STORED DATA Block Start
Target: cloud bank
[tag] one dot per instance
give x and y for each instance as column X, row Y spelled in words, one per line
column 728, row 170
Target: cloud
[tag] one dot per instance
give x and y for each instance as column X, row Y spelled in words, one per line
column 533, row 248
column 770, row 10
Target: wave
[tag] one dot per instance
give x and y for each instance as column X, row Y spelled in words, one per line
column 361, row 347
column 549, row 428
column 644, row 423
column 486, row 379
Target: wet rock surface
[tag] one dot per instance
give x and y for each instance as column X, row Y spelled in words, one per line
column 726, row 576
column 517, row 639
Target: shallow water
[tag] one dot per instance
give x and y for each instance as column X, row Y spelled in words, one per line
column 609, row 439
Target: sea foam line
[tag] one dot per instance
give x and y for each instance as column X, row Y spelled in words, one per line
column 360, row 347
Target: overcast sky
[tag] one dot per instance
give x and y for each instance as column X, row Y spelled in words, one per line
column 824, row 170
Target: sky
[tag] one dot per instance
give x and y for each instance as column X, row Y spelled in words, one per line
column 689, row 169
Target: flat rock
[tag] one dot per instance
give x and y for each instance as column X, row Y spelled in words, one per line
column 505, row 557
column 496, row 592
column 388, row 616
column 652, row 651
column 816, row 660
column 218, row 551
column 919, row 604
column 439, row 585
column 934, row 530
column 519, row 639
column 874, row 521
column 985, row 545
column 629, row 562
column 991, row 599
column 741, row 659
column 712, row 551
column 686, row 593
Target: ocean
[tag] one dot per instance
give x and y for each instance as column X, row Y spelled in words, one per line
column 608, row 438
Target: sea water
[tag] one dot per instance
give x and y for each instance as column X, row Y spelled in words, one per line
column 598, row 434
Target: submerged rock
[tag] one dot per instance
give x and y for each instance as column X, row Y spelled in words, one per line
STORED DATA Block End
▸ YOUR GOAL:
What lines above contain the string "rock"? Copy all of them.

▸ YOUR SOLUTION:
Target: wet rock surface
Target: flat rock
Target: submerged rock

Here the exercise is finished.